Task objective: Render the entries below as a two-column CSV with the columns text and answer, giving one row to each entry, starting with the line that contains "Point out the reflection of dressing" and going on through the line that contains "x=872 y=511". Enclose every field in quotation marks and turn any line breaks within a field into spaces.

[Point labeling entries]

-=-=-=-=-

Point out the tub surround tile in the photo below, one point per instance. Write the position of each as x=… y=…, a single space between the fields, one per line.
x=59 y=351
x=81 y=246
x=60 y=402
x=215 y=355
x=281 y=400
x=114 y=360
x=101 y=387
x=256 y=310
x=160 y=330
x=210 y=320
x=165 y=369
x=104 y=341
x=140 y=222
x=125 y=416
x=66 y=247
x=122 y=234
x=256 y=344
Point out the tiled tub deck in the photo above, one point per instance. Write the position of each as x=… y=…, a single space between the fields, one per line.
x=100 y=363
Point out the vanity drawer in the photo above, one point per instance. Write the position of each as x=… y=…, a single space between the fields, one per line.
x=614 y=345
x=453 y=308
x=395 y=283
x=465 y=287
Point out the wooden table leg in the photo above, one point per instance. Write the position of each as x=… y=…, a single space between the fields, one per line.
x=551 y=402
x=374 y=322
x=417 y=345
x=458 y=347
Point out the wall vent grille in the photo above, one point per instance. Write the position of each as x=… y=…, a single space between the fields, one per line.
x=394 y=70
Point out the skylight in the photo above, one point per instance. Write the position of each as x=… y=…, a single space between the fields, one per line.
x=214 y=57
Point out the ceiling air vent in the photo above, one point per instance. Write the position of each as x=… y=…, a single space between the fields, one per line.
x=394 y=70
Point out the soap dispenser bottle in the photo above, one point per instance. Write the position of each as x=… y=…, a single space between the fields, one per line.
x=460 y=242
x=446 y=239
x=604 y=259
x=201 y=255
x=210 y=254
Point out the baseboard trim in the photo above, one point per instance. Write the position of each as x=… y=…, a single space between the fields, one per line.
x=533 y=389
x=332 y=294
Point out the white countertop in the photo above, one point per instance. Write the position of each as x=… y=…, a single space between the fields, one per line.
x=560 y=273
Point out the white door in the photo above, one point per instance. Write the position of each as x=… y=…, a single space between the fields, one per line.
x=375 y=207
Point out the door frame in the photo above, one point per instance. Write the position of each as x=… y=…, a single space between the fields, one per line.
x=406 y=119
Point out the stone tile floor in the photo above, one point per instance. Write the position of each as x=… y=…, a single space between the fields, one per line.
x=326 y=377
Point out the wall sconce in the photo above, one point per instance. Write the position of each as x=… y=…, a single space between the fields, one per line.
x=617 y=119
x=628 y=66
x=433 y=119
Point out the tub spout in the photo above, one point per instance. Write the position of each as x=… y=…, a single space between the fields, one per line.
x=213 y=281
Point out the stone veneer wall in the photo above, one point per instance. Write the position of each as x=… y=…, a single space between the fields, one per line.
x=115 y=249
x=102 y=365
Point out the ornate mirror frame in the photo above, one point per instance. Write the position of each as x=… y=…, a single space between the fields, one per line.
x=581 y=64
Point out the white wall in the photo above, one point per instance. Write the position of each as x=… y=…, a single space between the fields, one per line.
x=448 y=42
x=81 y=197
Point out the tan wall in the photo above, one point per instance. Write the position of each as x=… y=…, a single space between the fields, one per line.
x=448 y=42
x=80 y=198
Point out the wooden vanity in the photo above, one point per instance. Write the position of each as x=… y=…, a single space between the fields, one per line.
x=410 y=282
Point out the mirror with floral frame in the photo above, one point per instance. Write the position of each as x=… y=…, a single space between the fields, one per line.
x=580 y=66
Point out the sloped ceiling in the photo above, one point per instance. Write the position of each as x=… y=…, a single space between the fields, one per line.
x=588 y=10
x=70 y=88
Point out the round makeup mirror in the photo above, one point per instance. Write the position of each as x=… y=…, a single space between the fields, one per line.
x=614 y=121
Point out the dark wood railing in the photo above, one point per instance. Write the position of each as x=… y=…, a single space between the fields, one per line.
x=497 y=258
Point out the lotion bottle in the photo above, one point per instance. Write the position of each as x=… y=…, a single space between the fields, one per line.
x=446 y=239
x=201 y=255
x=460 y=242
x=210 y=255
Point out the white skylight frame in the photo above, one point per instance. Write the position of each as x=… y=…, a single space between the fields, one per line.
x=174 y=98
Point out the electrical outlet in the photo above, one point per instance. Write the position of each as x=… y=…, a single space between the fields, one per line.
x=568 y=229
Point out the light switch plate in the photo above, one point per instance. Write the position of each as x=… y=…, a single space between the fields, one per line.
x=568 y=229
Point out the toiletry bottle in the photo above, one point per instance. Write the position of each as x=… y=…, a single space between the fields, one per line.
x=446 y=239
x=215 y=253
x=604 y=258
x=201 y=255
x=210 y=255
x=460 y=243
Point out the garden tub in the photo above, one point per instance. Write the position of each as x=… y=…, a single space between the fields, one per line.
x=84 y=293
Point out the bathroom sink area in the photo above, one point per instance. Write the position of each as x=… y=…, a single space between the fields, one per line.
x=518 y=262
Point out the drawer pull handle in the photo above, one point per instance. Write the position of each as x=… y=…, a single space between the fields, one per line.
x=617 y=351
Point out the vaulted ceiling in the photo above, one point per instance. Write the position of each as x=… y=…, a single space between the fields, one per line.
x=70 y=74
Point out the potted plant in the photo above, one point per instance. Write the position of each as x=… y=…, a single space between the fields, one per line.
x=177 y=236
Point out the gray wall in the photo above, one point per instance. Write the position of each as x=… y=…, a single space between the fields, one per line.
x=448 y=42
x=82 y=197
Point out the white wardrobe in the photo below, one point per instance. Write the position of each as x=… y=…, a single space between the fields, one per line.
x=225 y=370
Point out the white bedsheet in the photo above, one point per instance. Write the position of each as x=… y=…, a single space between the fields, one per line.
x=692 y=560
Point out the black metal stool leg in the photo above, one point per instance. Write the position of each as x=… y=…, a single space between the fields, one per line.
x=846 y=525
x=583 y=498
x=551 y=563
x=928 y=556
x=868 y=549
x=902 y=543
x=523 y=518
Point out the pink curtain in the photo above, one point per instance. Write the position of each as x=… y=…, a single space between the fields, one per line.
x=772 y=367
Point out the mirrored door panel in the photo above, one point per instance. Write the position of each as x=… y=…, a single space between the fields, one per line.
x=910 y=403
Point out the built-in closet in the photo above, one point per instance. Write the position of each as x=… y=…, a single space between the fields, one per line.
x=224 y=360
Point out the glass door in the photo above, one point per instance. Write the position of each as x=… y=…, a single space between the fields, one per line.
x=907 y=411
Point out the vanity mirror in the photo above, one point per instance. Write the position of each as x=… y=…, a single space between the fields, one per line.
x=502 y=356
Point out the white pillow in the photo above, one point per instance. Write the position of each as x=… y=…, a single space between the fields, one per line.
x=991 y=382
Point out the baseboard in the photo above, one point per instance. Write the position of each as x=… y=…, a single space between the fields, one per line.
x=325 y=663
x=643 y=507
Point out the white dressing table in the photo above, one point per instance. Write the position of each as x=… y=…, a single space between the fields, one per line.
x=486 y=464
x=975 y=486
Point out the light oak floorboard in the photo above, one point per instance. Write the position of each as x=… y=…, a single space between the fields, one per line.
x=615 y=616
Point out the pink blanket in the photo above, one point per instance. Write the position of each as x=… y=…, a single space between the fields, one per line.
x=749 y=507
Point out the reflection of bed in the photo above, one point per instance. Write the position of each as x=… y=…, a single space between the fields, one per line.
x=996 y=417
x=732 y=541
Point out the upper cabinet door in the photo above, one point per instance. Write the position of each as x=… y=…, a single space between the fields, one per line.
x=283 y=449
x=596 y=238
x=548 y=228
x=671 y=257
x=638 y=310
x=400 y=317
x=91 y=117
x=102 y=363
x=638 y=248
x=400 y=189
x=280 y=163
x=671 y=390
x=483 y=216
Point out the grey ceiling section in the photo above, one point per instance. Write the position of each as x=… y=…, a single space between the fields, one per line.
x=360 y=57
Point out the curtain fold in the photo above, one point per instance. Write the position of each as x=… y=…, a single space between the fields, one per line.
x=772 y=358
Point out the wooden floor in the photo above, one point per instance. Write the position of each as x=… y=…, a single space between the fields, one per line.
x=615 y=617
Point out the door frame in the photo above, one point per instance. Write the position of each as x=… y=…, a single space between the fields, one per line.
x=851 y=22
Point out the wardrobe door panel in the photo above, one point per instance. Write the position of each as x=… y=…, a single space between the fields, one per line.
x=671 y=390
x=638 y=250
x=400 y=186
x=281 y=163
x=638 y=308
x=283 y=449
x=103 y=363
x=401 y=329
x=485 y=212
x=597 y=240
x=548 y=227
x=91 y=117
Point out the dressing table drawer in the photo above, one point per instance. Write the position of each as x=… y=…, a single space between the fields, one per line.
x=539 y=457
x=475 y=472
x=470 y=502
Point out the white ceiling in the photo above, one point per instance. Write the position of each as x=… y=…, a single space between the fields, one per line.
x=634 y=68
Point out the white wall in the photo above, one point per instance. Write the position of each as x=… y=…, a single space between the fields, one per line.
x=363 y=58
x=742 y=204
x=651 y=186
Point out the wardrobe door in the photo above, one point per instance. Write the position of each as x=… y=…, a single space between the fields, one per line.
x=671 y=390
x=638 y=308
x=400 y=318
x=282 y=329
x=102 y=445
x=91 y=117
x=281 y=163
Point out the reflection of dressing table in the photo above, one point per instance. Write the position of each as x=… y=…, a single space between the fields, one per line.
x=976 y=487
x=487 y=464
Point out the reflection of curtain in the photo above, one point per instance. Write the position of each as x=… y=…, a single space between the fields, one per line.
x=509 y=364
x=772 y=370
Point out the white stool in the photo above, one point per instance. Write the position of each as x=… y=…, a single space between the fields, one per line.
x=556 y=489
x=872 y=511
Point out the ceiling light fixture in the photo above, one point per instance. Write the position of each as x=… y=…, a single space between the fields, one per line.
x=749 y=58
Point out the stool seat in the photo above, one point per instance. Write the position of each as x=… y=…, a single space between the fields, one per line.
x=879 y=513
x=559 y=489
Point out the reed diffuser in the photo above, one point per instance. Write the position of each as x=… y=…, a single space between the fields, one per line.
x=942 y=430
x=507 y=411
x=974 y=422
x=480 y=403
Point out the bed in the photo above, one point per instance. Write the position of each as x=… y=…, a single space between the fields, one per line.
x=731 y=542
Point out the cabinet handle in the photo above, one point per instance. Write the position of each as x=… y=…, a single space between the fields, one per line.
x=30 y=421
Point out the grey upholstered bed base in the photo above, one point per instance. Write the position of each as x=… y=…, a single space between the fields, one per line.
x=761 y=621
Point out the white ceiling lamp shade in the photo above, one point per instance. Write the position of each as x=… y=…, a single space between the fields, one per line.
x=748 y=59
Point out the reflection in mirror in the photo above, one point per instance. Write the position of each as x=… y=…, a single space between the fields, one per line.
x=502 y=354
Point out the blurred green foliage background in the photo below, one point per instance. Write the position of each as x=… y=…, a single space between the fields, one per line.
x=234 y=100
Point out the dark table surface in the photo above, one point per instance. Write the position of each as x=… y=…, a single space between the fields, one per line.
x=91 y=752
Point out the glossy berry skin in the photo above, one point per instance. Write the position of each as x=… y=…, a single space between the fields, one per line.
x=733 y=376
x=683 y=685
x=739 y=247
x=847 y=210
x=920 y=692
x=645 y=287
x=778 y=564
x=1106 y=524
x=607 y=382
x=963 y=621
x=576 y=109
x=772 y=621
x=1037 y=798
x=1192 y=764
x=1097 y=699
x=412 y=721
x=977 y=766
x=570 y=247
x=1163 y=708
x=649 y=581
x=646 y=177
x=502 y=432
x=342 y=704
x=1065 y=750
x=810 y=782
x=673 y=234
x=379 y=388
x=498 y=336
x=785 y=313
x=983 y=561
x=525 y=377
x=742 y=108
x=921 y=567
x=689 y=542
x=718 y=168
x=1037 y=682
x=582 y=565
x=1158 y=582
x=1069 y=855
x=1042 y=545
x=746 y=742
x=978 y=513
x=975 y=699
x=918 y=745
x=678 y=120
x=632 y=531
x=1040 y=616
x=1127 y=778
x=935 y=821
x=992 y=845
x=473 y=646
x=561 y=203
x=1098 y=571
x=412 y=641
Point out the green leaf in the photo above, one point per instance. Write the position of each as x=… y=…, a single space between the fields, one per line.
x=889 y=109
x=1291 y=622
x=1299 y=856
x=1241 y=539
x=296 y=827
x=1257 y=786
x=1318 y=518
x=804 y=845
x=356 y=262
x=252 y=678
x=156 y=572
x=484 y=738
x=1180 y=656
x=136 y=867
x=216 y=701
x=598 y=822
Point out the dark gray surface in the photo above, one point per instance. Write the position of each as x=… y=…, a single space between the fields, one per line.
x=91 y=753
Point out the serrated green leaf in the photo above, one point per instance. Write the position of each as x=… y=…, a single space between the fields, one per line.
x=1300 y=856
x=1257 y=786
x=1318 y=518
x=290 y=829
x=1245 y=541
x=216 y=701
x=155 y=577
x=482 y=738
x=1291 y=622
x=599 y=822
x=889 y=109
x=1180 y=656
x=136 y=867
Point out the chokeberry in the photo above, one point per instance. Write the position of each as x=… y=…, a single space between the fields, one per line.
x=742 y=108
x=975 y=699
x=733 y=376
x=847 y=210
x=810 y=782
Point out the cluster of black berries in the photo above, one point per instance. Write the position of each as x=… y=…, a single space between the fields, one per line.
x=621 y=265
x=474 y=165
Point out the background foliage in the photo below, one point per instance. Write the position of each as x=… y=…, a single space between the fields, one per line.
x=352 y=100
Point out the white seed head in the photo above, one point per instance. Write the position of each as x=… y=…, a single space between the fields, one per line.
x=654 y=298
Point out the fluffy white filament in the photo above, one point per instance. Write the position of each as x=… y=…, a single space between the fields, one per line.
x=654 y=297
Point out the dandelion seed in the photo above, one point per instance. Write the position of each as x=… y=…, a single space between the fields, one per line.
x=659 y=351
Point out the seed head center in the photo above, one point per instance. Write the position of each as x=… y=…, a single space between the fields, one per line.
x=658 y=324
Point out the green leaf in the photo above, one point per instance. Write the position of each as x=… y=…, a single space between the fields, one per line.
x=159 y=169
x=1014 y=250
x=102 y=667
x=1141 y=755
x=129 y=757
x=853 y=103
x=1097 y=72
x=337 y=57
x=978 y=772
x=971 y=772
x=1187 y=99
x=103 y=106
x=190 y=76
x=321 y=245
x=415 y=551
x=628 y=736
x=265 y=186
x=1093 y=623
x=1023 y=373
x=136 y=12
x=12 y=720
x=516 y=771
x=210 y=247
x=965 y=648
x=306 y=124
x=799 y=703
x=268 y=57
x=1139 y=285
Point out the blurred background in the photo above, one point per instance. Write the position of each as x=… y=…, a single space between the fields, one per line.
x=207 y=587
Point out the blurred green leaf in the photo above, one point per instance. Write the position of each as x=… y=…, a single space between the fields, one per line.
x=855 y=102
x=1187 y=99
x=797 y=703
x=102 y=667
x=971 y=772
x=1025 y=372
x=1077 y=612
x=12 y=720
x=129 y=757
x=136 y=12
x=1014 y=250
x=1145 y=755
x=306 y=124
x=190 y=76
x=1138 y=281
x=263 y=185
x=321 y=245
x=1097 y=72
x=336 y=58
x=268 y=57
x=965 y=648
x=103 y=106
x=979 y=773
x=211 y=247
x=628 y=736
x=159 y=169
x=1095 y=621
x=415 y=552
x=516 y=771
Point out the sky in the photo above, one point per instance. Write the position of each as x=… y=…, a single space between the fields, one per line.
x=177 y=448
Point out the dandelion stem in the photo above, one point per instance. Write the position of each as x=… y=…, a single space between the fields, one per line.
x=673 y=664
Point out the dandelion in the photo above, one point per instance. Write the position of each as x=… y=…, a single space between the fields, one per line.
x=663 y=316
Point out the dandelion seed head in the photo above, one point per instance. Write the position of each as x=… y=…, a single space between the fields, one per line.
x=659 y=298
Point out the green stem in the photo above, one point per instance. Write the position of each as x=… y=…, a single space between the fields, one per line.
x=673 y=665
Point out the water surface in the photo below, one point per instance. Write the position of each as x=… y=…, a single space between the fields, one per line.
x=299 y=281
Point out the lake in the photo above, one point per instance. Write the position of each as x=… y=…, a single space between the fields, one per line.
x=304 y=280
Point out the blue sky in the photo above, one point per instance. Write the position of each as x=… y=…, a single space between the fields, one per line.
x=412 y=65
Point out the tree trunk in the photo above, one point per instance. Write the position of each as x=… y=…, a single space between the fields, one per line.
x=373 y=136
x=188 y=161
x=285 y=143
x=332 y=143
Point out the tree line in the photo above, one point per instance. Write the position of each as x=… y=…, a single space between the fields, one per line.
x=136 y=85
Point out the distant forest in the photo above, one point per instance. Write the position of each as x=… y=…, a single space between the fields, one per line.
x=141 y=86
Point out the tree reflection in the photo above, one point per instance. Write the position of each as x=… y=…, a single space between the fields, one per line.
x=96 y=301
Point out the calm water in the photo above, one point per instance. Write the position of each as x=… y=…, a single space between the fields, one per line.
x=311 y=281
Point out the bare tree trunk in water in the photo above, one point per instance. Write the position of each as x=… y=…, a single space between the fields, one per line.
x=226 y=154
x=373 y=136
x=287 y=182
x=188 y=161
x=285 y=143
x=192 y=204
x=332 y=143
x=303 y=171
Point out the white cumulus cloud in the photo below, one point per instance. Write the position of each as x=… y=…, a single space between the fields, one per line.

-=-=-=-=-

Answer to the task:
text,answer
"Point out the reflection of dressing table in the photo above, one point per instance. Write the position of each as x=… y=…, a single space between the fields, one per line.","x=976 y=487 x=487 y=464"
"Point out the reflection of curtain in the photo above, one point per instance. Write the position of each as x=… y=…, a single space between the fields, one per line.","x=509 y=364 x=772 y=370"
"Point out the white stool in the photo above, one point per instance. Write the position of each as x=… y=…, a single space between the fields, one per line.","x=556 y=489 x=872 y=511"